● **Source passage**:
I am going to have a very difficult time composing this blog. Normally I am never at a loss for words! However, this trip was so profoundly life-changing for all of us, that to try to recount what we experienced seems a daunting task indeed. I will do my best!
John and I are pictured above showing off our very special Pokot tribal gifts. The area of Kenya where we spent most of our time is mostly inhabited by the Pokot tribe; a people of great joy and love, a people who are hard-working, continually moving in dance and rhythm, and always offering generous hospitality. They gave John the little wooden seat on which he's perched, and a beautifully carved walking stick. They dressed me in this hand-embroidered cape and skirt, with a beaded band around my head, and woven basket around my neck! Pictured with us is Jesca, the Principal of Nasokol Girls School.
We ministered all weekend at this school after first arriving in Kenya. There are approximately 1,100 female students from grades 9 to 12, and they gathered on Saturday and Sunday for what our host, Rev. Maina, called the "Weekend Challenge." As we entered the huge auditorium Saturday morning for the first day of worship and teaching, we were completely blown away by the deafening shouting and applause of 1100 young girls! Who are we that we should receive such a greeting? But soon we realized that most of these young people had never personally seen a white person or an American before - and they were greatly excited that we had come from halfway across the world just to visit them and share God's love with them.
I taught them on the meaning of "Sh'ma" - to hear and obey. My lesson was from James 1:19-25, and the Lord gave me much for them about the importance of not just reading God's Word, but DOING it! Grandson Jackson followed this with his wonderful teaching on the 10 commandments, in which he applied each commandment to today's world, and we could see that he was getting through to all these precious African girls, most of whom could recite the commandments, but certainly didn't understand that they are all still relevant today! My granddaughter Jayde taught them in the afternoon about Purity, and she challenged 1100 young girls to keep abstinence until marriage, exhorting them to value their virginity and their own personal beauty and worth as daughters of the Most High God. I could see from their faces that this was an entirely new perspective for them, and I was deeply moved. How often, if ever, had they been told they are beautiful and worthy of waiting for God's chosen husbands?

● **Available data**:
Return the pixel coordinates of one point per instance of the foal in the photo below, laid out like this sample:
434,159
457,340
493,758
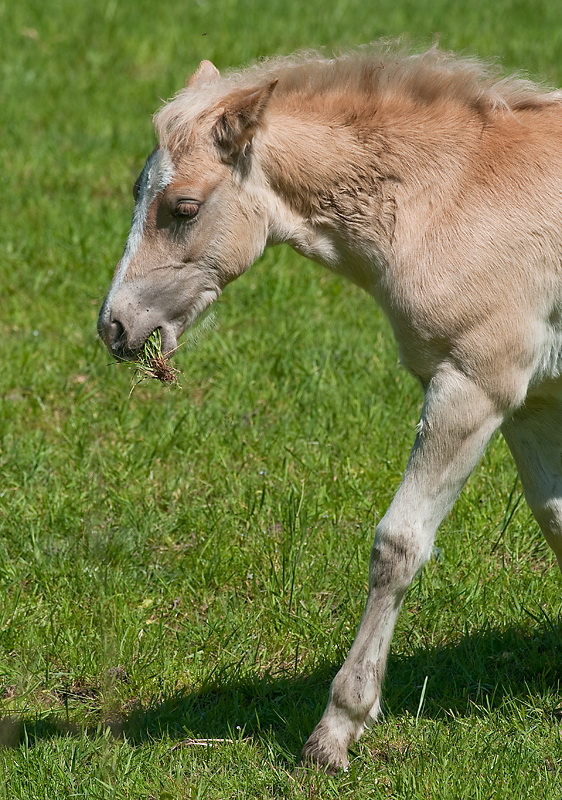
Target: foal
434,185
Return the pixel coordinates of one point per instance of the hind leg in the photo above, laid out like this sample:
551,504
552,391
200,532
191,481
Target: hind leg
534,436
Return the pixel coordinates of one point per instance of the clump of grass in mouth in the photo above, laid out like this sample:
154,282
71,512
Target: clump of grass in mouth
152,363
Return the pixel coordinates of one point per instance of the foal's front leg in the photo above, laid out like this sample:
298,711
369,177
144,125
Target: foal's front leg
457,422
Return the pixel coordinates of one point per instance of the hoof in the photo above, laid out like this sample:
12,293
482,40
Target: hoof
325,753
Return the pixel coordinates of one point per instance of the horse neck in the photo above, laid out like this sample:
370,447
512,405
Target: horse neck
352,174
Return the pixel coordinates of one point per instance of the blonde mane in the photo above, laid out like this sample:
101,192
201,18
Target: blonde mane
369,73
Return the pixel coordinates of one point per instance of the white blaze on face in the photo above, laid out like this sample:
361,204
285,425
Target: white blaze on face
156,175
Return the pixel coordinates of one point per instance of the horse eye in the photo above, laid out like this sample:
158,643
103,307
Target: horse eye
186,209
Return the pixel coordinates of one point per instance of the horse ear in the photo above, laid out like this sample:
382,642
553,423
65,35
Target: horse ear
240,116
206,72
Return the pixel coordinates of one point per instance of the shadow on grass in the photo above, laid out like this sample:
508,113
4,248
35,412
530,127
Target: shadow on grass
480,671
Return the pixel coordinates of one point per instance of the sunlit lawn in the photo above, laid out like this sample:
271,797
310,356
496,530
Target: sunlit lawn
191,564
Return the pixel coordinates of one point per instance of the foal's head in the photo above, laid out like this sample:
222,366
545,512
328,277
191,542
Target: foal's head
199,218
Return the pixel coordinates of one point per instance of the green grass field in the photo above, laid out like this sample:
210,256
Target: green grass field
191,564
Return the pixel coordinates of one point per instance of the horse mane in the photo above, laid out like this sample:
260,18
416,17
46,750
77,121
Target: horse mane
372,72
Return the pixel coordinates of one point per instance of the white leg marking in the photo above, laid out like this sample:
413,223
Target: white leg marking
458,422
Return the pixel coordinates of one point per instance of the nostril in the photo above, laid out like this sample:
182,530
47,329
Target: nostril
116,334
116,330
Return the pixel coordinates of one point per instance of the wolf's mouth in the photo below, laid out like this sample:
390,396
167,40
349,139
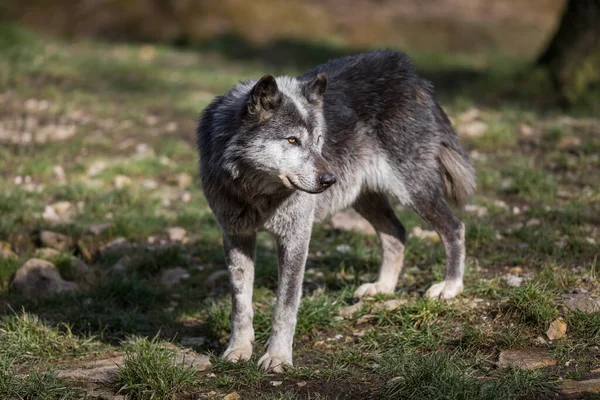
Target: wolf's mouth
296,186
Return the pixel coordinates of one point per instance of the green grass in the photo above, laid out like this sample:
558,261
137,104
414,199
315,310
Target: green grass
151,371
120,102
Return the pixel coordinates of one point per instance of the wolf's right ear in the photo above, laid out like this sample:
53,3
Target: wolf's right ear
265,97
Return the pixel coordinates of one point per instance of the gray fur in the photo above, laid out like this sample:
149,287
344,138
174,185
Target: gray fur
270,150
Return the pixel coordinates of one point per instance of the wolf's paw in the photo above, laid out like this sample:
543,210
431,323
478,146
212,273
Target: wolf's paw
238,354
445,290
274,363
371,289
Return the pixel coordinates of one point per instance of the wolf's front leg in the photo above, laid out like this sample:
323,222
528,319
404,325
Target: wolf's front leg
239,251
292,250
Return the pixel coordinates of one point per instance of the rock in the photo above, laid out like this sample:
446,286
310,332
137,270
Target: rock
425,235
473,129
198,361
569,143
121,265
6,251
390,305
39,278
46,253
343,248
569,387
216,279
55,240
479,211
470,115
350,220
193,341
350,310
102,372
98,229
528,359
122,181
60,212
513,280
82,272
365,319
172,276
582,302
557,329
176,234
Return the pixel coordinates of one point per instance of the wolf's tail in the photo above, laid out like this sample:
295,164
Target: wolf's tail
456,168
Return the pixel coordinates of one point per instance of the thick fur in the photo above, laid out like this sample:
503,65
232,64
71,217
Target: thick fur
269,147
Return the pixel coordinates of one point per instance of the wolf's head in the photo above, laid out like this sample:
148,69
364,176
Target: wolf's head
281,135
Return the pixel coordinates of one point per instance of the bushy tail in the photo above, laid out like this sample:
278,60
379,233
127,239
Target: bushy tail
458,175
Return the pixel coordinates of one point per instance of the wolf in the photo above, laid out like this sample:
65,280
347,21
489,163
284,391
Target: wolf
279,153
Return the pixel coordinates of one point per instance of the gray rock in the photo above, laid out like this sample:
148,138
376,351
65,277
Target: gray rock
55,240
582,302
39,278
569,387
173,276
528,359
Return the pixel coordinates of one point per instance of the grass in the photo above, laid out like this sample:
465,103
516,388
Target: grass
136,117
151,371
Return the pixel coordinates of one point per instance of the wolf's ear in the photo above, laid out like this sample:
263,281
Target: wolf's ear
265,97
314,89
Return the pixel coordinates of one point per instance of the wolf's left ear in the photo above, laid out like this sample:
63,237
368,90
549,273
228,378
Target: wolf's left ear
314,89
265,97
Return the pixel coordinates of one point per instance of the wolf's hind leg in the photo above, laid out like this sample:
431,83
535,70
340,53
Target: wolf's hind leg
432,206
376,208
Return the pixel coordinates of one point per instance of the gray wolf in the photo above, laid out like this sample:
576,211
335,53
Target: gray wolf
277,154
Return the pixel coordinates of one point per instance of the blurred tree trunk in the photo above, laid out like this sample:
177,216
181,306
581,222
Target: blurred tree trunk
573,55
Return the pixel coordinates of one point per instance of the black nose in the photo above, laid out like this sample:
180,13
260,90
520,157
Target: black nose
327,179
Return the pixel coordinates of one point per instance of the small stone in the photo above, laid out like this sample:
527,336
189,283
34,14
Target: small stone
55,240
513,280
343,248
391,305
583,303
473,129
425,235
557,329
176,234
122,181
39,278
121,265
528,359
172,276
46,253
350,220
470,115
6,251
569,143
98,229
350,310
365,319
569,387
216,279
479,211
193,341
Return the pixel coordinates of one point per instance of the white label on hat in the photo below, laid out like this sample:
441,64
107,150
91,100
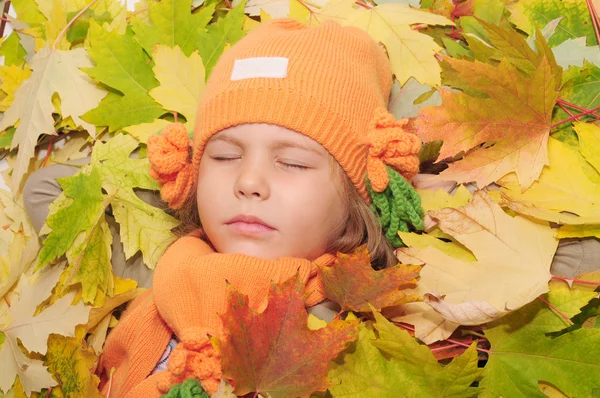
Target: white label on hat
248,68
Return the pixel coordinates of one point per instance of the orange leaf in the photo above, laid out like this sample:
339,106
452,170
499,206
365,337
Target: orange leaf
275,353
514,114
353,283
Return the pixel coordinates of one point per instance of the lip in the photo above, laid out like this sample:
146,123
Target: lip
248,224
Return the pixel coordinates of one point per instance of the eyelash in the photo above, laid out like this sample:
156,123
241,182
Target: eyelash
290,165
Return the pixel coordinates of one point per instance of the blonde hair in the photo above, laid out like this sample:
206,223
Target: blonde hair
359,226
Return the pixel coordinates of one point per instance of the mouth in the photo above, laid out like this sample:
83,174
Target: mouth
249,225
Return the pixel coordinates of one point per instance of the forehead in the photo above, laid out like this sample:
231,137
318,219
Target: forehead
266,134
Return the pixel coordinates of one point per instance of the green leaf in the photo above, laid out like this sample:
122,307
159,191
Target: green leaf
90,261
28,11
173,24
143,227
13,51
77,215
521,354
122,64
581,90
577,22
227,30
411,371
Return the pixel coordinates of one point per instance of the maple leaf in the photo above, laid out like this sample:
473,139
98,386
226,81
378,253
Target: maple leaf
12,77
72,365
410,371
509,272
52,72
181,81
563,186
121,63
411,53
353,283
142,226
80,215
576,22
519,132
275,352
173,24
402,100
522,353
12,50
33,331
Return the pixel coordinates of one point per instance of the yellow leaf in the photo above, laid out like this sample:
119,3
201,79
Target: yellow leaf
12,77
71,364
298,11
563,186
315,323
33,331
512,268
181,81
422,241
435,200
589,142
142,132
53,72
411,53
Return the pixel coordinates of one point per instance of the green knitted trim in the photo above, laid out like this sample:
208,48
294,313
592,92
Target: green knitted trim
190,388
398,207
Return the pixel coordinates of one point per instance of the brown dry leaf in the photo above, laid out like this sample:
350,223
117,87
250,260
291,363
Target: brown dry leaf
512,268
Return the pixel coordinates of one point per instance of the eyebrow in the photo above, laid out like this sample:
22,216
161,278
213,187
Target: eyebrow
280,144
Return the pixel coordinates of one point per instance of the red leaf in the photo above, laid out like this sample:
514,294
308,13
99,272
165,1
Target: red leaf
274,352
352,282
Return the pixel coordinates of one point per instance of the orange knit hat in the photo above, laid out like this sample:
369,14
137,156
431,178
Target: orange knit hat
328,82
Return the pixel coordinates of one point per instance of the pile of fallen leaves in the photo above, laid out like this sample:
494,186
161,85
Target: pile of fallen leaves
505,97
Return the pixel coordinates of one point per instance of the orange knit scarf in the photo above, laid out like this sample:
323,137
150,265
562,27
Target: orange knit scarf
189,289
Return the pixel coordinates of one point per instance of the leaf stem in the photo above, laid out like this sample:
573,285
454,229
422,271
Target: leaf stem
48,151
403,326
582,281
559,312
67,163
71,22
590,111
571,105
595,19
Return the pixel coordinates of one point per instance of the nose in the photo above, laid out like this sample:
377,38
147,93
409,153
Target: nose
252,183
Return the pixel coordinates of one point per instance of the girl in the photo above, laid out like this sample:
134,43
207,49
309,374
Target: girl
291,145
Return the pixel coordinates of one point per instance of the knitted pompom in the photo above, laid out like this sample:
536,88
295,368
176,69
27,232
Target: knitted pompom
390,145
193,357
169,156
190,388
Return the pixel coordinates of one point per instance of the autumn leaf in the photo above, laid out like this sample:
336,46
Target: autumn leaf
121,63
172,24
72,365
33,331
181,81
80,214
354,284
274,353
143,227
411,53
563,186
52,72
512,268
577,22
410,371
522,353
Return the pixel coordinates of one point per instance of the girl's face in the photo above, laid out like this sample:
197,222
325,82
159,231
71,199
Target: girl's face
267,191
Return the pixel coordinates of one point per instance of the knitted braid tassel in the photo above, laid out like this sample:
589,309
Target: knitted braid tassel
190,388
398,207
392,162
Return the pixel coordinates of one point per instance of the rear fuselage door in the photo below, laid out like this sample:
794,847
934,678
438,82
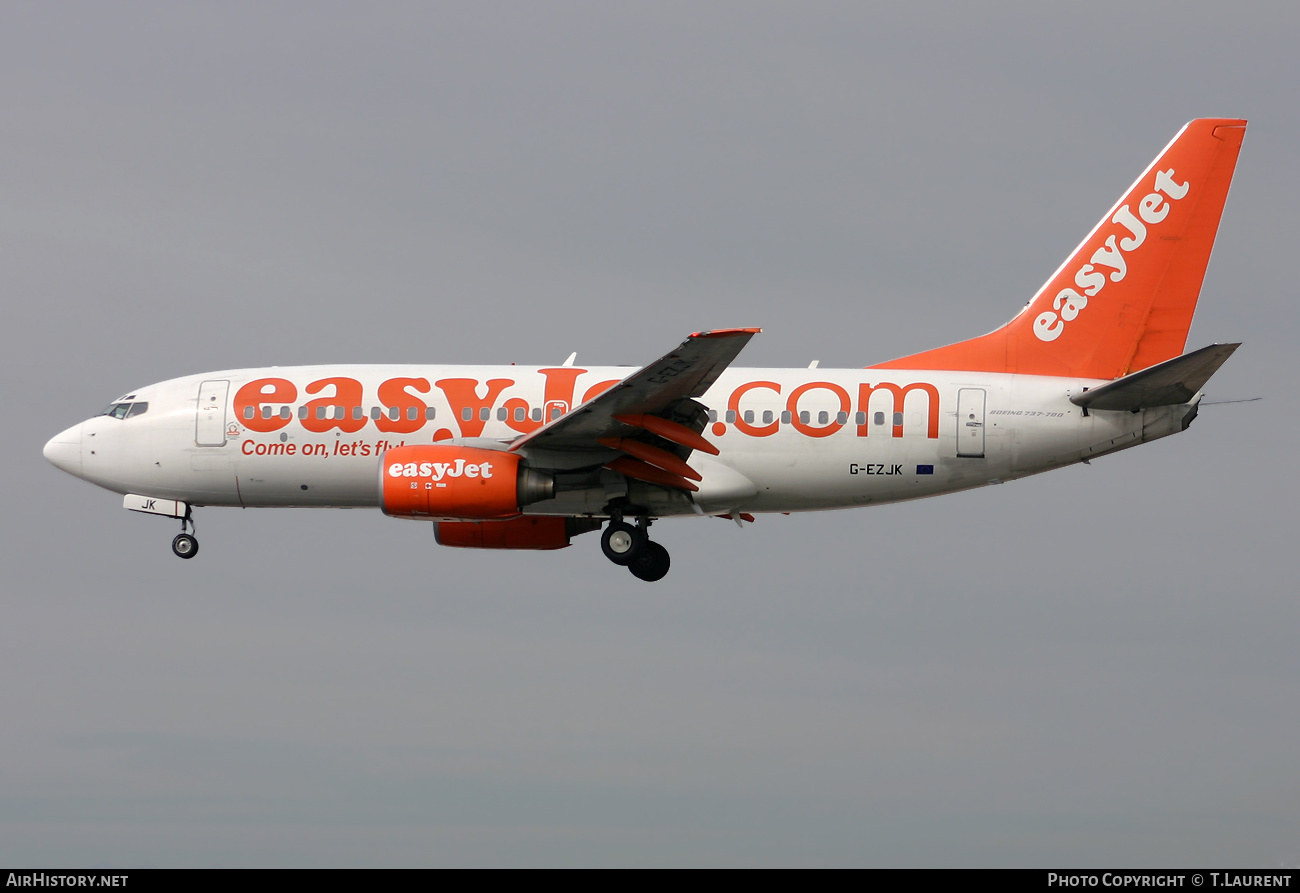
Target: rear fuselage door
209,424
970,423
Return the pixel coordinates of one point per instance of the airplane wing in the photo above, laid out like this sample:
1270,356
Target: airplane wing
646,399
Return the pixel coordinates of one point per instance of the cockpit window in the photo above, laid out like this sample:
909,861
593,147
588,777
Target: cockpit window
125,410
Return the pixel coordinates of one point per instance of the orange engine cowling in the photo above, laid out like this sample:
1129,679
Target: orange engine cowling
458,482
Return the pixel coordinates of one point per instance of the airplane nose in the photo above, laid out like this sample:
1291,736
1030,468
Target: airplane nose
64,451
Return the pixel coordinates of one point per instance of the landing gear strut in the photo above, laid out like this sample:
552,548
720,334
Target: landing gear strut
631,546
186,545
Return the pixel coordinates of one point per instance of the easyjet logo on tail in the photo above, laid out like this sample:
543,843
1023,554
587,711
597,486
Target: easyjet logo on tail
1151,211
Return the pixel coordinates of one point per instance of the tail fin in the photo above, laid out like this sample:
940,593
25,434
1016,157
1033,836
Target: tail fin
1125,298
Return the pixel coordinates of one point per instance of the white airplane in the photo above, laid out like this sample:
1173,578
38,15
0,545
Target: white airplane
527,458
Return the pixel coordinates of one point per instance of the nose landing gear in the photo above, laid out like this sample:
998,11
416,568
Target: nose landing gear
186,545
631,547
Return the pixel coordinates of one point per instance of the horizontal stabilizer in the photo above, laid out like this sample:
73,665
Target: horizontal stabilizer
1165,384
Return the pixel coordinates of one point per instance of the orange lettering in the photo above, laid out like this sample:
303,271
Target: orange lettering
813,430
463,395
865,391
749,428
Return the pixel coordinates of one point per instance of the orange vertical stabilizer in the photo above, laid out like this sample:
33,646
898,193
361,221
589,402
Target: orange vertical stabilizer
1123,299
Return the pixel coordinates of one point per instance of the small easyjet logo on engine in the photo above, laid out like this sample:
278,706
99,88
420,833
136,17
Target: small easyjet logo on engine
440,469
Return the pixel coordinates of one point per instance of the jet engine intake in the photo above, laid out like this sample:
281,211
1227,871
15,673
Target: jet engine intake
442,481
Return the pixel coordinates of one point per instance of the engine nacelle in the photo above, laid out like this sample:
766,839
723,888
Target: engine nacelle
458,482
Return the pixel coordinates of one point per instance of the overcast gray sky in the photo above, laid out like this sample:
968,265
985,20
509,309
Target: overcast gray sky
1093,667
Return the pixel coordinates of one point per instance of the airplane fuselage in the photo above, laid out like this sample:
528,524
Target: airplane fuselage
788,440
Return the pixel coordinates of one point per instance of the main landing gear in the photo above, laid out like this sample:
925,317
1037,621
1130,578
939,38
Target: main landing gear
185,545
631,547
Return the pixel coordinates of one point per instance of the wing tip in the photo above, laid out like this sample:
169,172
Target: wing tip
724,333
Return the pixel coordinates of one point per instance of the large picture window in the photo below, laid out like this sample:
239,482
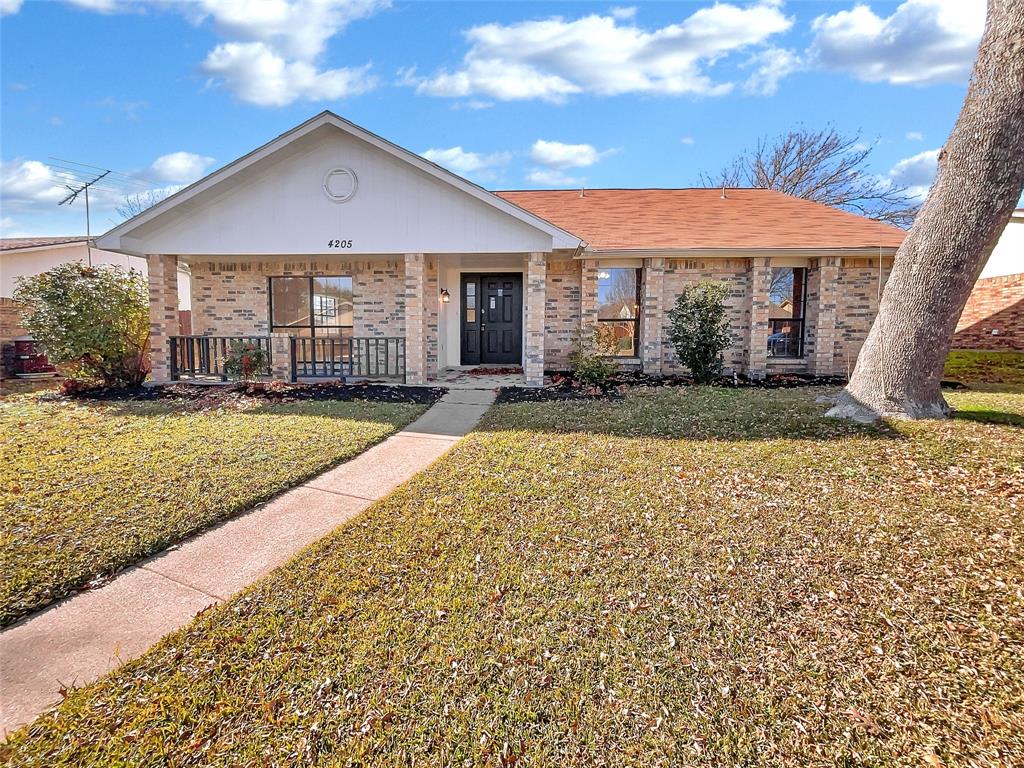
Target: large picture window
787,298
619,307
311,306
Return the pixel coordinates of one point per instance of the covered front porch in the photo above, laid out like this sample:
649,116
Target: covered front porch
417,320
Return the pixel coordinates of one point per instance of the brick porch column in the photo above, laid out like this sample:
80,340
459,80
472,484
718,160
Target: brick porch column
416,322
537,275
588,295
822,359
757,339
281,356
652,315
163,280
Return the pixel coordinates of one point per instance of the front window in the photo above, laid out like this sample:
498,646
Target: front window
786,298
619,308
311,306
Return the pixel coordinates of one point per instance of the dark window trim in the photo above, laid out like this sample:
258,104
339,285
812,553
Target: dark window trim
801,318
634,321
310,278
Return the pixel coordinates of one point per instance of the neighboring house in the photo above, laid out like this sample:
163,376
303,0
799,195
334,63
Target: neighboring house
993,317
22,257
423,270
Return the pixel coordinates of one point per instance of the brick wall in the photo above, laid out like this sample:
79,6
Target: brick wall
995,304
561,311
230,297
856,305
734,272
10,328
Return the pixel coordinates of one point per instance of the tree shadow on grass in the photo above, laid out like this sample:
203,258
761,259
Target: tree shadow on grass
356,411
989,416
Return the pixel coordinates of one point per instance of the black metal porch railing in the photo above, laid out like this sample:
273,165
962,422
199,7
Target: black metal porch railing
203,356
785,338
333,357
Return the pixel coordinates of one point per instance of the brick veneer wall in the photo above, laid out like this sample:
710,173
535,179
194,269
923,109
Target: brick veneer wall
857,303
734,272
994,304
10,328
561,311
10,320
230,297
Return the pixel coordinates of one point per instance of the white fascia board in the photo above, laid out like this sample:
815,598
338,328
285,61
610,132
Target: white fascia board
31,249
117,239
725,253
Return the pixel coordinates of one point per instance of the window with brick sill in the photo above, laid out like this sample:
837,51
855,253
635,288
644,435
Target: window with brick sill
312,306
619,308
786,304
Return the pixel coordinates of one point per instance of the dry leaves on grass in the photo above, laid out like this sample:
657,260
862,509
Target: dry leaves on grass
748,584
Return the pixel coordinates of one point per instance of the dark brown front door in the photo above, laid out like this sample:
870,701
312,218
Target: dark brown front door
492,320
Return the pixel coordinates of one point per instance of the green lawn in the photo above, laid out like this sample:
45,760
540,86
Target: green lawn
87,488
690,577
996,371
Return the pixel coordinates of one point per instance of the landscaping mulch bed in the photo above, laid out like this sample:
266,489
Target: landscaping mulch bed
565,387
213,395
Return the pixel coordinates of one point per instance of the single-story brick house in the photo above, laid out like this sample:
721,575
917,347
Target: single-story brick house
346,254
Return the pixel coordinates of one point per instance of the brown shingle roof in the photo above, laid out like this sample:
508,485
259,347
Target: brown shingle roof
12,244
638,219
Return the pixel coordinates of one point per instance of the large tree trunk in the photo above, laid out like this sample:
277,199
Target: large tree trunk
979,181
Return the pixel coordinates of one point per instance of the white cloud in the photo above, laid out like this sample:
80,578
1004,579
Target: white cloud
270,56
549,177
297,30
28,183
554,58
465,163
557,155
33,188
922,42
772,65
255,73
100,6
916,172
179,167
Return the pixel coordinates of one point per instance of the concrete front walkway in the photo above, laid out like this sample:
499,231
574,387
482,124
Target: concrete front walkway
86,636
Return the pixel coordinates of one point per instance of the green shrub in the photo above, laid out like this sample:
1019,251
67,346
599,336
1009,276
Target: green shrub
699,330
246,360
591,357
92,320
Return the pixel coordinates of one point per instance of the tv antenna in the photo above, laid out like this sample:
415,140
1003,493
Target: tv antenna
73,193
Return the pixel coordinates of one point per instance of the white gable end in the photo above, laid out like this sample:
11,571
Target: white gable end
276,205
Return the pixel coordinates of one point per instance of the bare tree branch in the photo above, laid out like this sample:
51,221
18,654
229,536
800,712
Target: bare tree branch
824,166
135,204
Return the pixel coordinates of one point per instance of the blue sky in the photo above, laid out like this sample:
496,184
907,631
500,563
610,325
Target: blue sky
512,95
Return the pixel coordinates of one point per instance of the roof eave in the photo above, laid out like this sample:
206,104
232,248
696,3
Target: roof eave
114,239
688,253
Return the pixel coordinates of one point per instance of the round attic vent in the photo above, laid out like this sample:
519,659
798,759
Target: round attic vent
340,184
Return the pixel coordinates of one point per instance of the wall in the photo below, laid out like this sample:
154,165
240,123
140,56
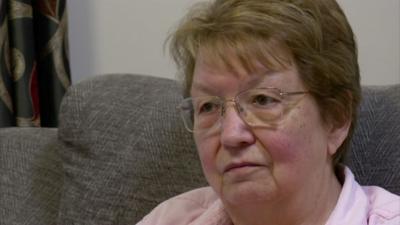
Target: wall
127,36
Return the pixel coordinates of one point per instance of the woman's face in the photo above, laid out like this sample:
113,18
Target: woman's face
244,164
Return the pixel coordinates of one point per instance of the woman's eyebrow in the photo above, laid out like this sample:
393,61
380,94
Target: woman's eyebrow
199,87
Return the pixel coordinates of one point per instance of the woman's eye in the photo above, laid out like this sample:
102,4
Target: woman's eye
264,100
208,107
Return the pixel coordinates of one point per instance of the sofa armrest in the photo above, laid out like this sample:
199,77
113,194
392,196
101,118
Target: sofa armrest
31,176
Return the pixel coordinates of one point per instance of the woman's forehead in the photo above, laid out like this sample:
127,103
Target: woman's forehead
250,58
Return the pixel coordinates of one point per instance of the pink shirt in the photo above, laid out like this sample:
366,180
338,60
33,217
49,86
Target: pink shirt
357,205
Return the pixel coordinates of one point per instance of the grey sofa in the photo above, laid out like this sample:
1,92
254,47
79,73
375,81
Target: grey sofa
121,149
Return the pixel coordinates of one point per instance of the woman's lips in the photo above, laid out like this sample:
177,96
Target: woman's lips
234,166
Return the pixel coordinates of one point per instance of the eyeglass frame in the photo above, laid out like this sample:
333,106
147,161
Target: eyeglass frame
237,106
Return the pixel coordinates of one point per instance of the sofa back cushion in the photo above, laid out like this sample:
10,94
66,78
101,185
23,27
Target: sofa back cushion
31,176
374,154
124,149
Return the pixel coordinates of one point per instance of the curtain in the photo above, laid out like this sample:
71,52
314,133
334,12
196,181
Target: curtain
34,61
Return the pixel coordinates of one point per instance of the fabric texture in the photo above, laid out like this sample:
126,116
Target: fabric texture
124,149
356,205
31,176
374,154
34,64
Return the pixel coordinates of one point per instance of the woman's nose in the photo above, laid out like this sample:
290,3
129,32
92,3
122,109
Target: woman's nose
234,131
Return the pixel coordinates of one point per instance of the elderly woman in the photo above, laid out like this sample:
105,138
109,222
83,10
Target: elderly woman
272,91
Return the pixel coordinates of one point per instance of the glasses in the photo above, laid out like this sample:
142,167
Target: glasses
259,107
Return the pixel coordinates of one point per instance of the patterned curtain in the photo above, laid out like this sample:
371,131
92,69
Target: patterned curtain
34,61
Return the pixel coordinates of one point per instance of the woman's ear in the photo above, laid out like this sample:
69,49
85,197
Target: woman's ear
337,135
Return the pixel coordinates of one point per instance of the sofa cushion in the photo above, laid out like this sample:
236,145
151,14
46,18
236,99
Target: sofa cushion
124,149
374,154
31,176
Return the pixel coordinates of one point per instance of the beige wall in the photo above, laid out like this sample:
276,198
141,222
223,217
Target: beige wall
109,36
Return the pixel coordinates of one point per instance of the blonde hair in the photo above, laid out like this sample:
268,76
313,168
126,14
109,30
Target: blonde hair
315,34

● **Set of tasks**:
- a) Could you give the part of the Kenya trip blog that opens with the words containing "I am going to" and closes with "do my best!" again, changing "daunting task" to "difficult undertaking"?
- b) In the Kenya trip blog, who is the Principal of Nasokol Girls School?

● **Responses by item number**:
- a)
I am going to have a very difficult time composing this blog. Normally I am never at a loss for words! However, this trip was so profoundly life-changing for all of us, that to try to recount what we experienced seems a difficult undertaking indeed. I will do my best!

- b) Jesca